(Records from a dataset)
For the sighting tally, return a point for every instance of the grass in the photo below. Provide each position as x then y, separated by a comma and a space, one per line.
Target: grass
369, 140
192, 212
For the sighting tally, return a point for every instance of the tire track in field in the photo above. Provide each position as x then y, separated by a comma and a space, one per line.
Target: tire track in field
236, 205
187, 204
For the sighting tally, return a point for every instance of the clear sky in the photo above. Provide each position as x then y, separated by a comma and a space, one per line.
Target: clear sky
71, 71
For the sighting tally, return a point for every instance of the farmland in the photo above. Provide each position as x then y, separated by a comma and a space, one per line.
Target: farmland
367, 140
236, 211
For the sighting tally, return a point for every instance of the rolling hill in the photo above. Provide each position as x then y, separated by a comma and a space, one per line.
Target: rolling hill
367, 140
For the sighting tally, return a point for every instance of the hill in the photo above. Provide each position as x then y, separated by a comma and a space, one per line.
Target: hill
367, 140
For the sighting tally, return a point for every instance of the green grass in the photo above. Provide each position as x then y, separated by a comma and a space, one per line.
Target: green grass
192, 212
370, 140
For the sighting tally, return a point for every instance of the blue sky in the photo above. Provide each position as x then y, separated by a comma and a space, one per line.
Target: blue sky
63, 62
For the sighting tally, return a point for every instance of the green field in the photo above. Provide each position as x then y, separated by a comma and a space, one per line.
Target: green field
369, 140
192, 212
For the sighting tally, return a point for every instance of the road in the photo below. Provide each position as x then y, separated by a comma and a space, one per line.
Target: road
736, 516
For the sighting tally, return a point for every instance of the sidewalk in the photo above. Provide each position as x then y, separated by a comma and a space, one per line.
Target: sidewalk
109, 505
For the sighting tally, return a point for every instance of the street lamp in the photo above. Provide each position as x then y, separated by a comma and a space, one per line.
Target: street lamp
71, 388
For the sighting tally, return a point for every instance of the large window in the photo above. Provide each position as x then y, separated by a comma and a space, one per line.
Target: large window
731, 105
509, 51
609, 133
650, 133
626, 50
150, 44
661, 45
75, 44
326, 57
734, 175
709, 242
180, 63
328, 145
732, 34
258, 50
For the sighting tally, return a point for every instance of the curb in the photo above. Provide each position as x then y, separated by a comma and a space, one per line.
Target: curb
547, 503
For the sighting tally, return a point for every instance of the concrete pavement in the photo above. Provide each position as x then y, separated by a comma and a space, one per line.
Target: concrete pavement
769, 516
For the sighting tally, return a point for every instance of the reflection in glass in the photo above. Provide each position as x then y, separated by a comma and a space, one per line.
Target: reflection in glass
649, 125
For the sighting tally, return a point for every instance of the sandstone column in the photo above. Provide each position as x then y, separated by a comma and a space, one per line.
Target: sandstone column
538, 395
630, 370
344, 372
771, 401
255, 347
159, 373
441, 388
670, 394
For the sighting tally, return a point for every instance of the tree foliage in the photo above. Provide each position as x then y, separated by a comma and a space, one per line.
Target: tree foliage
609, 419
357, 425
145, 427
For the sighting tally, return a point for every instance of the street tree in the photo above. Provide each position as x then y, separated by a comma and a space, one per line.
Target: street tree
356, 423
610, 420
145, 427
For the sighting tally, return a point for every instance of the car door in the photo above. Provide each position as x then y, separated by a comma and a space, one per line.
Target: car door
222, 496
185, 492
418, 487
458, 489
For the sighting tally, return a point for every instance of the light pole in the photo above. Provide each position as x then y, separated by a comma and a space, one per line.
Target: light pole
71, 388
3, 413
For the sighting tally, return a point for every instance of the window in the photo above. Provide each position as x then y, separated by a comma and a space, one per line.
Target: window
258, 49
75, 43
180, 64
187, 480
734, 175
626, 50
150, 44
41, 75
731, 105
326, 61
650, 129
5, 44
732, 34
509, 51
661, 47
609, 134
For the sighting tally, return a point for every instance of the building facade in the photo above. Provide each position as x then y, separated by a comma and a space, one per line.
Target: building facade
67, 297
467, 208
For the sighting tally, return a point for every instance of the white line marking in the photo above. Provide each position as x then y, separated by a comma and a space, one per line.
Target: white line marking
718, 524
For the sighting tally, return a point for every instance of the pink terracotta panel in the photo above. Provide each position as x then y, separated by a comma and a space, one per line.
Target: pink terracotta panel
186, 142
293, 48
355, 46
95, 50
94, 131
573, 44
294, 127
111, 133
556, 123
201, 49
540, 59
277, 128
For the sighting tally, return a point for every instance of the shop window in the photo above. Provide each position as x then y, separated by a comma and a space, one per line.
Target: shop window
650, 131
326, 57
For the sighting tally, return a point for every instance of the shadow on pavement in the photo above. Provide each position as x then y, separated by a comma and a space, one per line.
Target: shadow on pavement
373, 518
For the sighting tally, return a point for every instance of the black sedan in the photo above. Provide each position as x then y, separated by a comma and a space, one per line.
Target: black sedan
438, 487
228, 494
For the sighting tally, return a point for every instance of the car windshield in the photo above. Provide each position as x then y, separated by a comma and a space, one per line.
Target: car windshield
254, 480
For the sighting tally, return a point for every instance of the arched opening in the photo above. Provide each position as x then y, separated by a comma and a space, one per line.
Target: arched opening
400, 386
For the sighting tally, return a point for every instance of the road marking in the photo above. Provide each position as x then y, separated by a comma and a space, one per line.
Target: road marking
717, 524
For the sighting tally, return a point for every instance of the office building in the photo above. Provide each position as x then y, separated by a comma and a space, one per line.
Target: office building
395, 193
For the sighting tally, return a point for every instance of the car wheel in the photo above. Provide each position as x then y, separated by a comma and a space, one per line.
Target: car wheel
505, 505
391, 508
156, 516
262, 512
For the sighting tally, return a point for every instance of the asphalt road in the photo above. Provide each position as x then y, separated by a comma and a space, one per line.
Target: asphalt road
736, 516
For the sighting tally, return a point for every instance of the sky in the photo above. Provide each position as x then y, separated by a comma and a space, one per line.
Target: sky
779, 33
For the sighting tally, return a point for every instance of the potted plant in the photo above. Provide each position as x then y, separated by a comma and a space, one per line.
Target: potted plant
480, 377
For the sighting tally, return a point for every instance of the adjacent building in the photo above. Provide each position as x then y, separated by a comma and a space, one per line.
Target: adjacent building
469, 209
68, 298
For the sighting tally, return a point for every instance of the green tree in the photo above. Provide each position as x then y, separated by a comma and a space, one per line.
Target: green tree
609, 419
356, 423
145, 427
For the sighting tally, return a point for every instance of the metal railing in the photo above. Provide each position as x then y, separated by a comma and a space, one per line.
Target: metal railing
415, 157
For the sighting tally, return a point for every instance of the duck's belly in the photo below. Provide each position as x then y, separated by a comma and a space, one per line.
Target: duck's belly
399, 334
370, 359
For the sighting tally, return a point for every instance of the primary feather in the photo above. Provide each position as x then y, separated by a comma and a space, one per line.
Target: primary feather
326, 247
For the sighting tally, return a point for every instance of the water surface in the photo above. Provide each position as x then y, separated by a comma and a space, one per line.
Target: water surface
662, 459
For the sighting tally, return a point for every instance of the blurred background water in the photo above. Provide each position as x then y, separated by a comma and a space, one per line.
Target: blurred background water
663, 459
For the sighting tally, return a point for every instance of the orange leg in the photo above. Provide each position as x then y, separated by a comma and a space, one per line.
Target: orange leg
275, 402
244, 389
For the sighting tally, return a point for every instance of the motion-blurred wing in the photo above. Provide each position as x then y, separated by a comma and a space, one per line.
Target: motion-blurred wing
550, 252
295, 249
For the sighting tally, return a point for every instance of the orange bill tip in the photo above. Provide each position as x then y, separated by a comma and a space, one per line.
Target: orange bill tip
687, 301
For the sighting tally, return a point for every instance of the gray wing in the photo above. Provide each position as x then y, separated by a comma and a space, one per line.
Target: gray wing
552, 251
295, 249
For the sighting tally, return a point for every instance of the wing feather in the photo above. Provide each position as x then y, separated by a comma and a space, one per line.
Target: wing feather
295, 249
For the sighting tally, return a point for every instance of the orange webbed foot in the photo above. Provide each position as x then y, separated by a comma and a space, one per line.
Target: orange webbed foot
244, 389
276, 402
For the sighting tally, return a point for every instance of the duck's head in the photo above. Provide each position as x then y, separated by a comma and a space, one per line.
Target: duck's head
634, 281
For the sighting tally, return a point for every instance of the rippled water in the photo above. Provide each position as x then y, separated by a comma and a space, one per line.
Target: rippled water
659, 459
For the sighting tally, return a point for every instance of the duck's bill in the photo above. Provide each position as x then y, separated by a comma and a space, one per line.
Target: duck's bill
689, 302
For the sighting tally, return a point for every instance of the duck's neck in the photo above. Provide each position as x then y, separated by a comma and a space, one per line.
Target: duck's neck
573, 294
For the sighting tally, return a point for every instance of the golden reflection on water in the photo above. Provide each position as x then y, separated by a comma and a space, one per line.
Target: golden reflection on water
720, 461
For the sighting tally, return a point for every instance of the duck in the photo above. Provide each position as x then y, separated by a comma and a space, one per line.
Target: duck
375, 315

[GOAL] Copy the lines of the records from the line containing "of the wing" through the end of the records, inclusive, reproducing each line exactly.

[SOLUTION TO THIS TASK]
For the sighting tally, return a point for every instance of the wing feather in the photo above. Provide each position as x then y, separated by a comma and a space, one per line.
Target: wing feather
295, 249
For the sighting tally, return a point for every instance of the orange webbed foot in the photo above. Provide each position as x then y, separated by a comma and a space, one per line.
Target: orange webbed foot
244, 389
276, 402
For the sighting tally, return a point for every instance of the duck's head in the photo above. Provide each position as x then y, separated by a comma and a space, one per line.
Target: duck's head
634, 281
For the sighting tally, return a point for every instance of the rippled water in the photo above. Provide each position as x then y, separated by a comma and a space, one per line.
Target: rippled water
659, 459
For the sighting tally, return a point for every instance of the duck's bill in the photo above. Provide each position as x then y, separated by a comma and a space, one per line.
Target: duck's bill
689, 302
For the sighting tally, return a point for every instance of the duck's neck in the photo above. Provide each position as x then y, separated by a comma and a space, one per line.
Target: duck's neck
573, 294
For the sighting tally, return a point for every instance of the golden reflection on water in the photo above. Provide each position as x then y, separated by a comma and a space, one per line.
Target: golden reflection on water
720, 461
For the sighting tally, return a point for every instance of the duck in the photo above. Provide each position as x then y, separated by a comma and a space, one per line.
Target: duck
375, 315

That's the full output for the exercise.